Text section
-- BEGIN --
Last week we began an experimental design trying to get at how to drive the golf ball the farthest off the tee by characterizing the process and defining the problem. The next step in our DOE problem-solving methodology is to design the data collection plan we’ll use to study the factors in the experiment.
We will construct a full factorial design, fractionate that design to half the number runs for each golfer, and then discuss the benefits of running our experiment as a factorial design.
The four factors in our experiment and the low / high settings used in the study are:
- Club Face Tilt (Tilt) – Continuous Factor : 8.5 degrees & 10.5 degrees
- Ball Characteristics (Ball) – Categorical Factor : Economy & Expensive
- Club Shaft Flexibility (Shaft) – Continuous Factor : 291 & 306 vibration cycles per minute
- Tee Height (TeeHght) – Continuous Factor : 1 inch & 1 3/4 inch
To develop a full understanding of the effects of 2 – 5 factors on your response variables, a full factorial experiment requiring 2k runs ( k = of factors) is commonly used. Many industrial factorial designs study 2 to 5 factors in 4 to 16 runs (25-1 runs, the half fraction, is the best choice for studying 5 factors) because 4 to 16 runs is not unreasonable in most situations. The data collection plan for a full factorial consists of all combinations of the high and low setting for each of the factors. A cube plot, like the one for our golf experiment shown below, is a good way to display the design space the experiment will cover.
-- END --
Short task 1
Reproduce the records starting at the line that contains "of the picnic" and ending at the end of the records, with "keypoint" renamed to "marker" and nothing else altered.
The text and the records are separate material and bear no relation to each other.

Excerpts of pointing data
-- BEGIN --
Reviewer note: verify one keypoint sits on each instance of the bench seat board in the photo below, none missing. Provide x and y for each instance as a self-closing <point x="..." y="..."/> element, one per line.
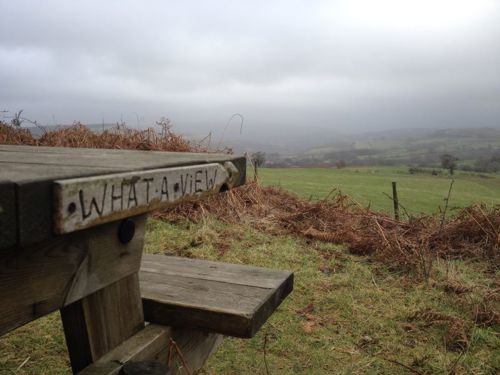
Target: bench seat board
<point x="234" y="300"/>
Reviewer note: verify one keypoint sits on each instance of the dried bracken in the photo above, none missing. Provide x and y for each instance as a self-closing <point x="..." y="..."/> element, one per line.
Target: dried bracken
<point x="160" y="138"/>
<point x="413" y="244"/>
<point x="488" y="312"/>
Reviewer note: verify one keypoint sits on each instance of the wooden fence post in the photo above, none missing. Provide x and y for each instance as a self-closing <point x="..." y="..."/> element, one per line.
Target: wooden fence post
<point x="395" y="200"/>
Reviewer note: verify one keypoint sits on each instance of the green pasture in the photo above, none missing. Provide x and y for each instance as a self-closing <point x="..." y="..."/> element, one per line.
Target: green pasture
<point x="418" y="193"/>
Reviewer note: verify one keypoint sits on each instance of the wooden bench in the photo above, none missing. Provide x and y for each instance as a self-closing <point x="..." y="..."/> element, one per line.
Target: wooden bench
<point x="72" y="225"/>
<point x="230" y="299"/>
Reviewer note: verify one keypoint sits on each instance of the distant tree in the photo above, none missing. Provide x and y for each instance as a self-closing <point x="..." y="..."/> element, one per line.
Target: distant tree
<point x="258" y="158"/>
<point x="449" y="162"/>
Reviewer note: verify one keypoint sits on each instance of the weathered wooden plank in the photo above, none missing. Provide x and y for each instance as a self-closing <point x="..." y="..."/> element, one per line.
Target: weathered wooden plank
<point x="33" y="169"/>
<point x="57" y="160"/>
<point x="39" y="279"/>
<point x="84" y="202"/>
<point x="152" y="343"/>
<point x="214" y="271"/>
<point x="101" y="321"/>
<point x="230" y="305"/>
<point x="8" y="222"/>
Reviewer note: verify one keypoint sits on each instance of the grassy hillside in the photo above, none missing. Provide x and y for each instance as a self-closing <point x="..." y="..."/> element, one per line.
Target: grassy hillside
<point x="417" y="193"/>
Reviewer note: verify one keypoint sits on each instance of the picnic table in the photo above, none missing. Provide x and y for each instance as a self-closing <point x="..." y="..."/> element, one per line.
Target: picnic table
<point x="72" y="224"/>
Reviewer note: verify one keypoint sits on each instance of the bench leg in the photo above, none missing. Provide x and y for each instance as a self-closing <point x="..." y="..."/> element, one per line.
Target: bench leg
<point x="101" y="321"/>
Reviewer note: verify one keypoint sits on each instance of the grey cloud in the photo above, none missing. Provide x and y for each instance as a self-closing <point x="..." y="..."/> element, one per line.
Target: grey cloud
<point x="280" y="63"/>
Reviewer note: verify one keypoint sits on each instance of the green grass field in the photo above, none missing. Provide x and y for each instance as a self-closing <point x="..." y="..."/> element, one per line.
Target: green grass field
-- END --
Short task 2
From the golf experiment text, quote the passage starting at "Last week we" and ending at "a factorial design.", copied word for word.

Correct response 1
Reviewer note: verify one marker sits on each instance of the picnic table in the photo above, none missing. Provide x and y for each instance as a self-closing <point x="..." y="..."/> element, one per line.
Target: picnic table
<point x="72" y="224"/>
Reviewer note: verify one marker sits on each instance of the bench leg in the photo above, none missing. Provide x and y for each instance as a self-closing <point x="..." y="..."/> element, one per line.
Target: bench leg
<point x="101" y="321"/>
Reviewer note: verify one marker sits on each instance of the grey cloud in the photo above, none missing. Provide x and y for each instance as a self-closing <point x="..." y="..."/> element, one per line.
Target: grey cloud
<point x="280" y="63"/>
Reviewer note: verify one marker sits on each instance of the green grass field in the photo above, none missing. Provide x and y for each instance as a self-closing <point x="..." y="..."/> element, one per line.
Target: green grass field

Correct response 2
Last week we began an experimental design trying to get at how to drive the golf ball the farthest off the tee by characterizing the process and defining the problem. The next step in our DOE problem-solving methodology is to design the data collection plan we’ll use to study the factors in the experiment.
We will construct a full factorial design, fractionate that design to half the number runs for each golfer, and then discuss the benefits of running our experiment as a factorial design.